Retype each of the rows below exactly, without changing anything.

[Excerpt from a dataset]

---*---

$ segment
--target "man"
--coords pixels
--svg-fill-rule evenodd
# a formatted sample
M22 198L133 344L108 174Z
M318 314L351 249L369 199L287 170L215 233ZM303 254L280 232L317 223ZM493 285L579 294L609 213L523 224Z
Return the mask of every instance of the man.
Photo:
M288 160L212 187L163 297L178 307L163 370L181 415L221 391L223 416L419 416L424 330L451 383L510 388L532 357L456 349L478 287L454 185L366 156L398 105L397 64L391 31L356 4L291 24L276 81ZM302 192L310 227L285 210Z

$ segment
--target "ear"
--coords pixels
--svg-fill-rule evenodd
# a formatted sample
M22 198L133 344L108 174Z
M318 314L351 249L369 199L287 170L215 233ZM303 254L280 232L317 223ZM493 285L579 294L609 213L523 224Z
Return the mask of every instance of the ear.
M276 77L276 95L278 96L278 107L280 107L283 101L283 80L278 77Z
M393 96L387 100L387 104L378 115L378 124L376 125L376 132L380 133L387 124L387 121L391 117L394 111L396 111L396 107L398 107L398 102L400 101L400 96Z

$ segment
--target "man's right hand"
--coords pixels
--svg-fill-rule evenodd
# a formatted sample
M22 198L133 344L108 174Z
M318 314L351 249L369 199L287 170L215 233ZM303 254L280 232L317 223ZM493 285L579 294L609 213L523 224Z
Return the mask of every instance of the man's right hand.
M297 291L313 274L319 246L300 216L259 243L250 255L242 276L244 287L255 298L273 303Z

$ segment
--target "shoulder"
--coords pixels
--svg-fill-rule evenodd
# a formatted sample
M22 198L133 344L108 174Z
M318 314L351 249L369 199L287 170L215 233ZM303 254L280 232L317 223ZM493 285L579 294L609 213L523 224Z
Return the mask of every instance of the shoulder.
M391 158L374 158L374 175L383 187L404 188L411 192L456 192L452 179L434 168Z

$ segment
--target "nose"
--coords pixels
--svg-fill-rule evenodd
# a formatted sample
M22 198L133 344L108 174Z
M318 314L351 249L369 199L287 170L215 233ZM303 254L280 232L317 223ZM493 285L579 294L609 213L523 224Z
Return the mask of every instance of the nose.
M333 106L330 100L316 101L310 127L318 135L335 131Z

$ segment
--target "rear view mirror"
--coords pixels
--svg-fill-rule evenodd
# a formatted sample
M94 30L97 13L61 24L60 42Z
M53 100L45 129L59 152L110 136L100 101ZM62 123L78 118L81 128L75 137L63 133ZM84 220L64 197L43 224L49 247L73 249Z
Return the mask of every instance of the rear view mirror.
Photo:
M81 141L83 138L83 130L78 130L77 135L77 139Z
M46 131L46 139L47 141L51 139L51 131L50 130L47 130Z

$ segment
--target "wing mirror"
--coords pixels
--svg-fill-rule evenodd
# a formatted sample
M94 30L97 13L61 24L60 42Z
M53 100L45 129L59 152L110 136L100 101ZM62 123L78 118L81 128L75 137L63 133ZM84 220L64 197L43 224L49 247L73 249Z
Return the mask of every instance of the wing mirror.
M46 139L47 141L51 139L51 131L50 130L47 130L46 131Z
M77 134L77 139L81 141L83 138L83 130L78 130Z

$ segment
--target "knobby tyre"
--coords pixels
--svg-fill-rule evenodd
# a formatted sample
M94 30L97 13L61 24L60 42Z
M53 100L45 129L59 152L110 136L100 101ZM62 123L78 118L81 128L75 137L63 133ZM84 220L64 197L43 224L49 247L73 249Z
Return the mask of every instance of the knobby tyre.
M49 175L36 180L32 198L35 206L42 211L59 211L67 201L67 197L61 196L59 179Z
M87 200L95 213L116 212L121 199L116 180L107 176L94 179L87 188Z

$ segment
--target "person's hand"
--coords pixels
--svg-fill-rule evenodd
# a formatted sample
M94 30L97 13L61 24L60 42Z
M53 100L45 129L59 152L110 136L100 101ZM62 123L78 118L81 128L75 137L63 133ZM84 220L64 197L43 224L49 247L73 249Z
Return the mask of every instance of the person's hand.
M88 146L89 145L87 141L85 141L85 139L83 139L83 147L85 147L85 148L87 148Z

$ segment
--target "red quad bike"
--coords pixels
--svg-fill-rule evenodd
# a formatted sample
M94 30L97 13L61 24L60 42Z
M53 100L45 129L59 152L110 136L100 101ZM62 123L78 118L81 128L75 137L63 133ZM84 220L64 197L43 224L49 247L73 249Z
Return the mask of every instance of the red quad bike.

---*---

**Correct output:**
$ segment
--target "man"
--coords pixels
--svg-fill-rule evenodd
# a formatted sample
M22 198L133 344L108 174Z
M318 314L351 249L369 199L287 170L215 233ZM303 254L280 232L317 223ZM493 285L579 294L609 213L523 224Z
Return the mask of every instance of the man.
Photo:
M288 160L212 187L163 297L178 307L163 370L181 415L221 391L223 416L419 416L424 330L451 383L510 388L532 357L456 349L478 287L454 185L366 156L398 105L397 64L391 31L356 4L291 24L276 81ZM302 192L310 227L285 210Z

$ segment
--target "ear"
--coords pixels
--svg-fill-rule evenodd
# a formatted sample
M22 198L133 344L108 174Z
M318 314L351 249L369 199L287 170L215 233ZM303 254L280 232L317 223ZM493 285L579 294L609 213L523 224Z
Return the mask of every instance of the ear.
M276 77L276 95L278 96L278 107L280 107L283 101L283 80L278 77Z
M393 96L387 100L387 104L378 115L378 124L376 125L376 132L380 133L387 124L387 121L391 117L394 111L396 111L396 107L398 107L398 102L400 101L400 96Z

$ segment
--target "man's right hand"
--coords pixels
--svg-fill-rule evenodd
# a formatted sample
M22 198L133 344L108 174Z
M318 314L351 249L369 199L287 170L215 233ZM303 254L280 232L317 223ZM493 285L579 294L609 213L523 224Z
Return the mask of every instance of the man's right hand.
M297 291L313 274L319 246L300 216L259 243L250 255L242 276L244 287L255 298L273 303Z

$ segment
--target "shoulder"
--coords pixels
--svg-fill-rule evenodd
# a formatted sample
M22 198L133 344L108 174Z
M318 314L351 249L369 199L287 170L215 233ZM303 254L280 232L317 223ZM493 285L579 294L609 213L523 224Z
Return the mask of every instance of the shoulder.
M391 158L374 158L374 175L383 187L404 188L411 192L456 192L452 179L434 168Z

$ segment
--target "nose"
--coords pixels
--svg-fill-rule evenodd
# a formatted sample
M22 198L133 344L108 174Z
M318 314L351 249L369 199L287 170L215 233ZM303 254L280 232L317 223ZM493 285L579 294L609 213L523 224Z
Return the mask of every instance of the nose.
M333 106L330 100L316 101L310 127L318 135L335 131Z

$ segment
--target "rear view mirror"
--coords pixels
--svg-fill-rule evenodd
# a formatted sample
M94 30L97 13L61 24L60 42Z
M53 100L45 129L59 152L110 136L100 101ZM62 123L78 118L81 128L75 137L63 133ZM84 220L64 197L43 224L49 247L73 249Z
Return the mask of every instance of the rear view mirror.
Photo:
M81 141L83 138L83 130L78 130L77 135L77 139Z
M46 131L46 139L47 141L51 139L51 131L50 130L47 130Z

$ segment
--target "wing mirror"
--coords pixels
--svg-fill-rule evenodd
# a formatted sample
M94 30L97 13L61 24L60 42Z
M53 100L45 129L59 152L110 136L100 101ZM62 123L78 118L81 128L75 137L63 133ZM84 220L64 197L43 224L49 247L73 249Z
Return the mask of every instance of the wing mirror.
M46 139L47 141L51 139L51 131L50 130L47 130L46 131Z
M77 134L77 139L81 141L83 138L83 130L78 130Z

$ segment
--target "knobby tyre"
--coords pixels
--svg-fill-rule evenodd
# a formatted sample
M94 30L97 13L61 24L60 42Z
M53 100L45 129L59 152L110 136L100 101ZM62 123L78 118L81 128L75 137L63 133ZM84 220L64 197L43 224L49 247L73 249Z
Return the mask of every instance of the knobby tyre.
M49 175L36 180L32 198L35 206L42 211L59 211L67 201L67 197L61 196L59 179Z
M87 200L95 213L116 212L121 199L116 180L107 176L94 179L87 188Z

$ segment
--target "person's hand"
--coords pixels
--svg-fill-rule evenodd
# a formatted sample
M94 30L97 13L61 24L60 42Z
M53 100L45 129L59 152L110 136L100 101ZM62 123L78 118L81 128L75 137L63 133ZM84 220L64 197L43 224L49 247L73 249Z
Return the mask of every instance of the person's hand.
M88 146L89 145L87 141L85 141L85 139L83 139L83 147L85 147L85 148L87 148Z

$ segment
--target "red quad bike"
--coords pixels
--svg-fill-rule evenodd
# a formatted sample
M94 30L97 13L61 24L60 42Z
M53 100L45 129L59 152L110 136L100 101ZM62 123L78 118L81 128L75 137L63 133ZM84 220L64 197L43 224L49 247L73 249Z
Return the mask of every instance of the red quad bike.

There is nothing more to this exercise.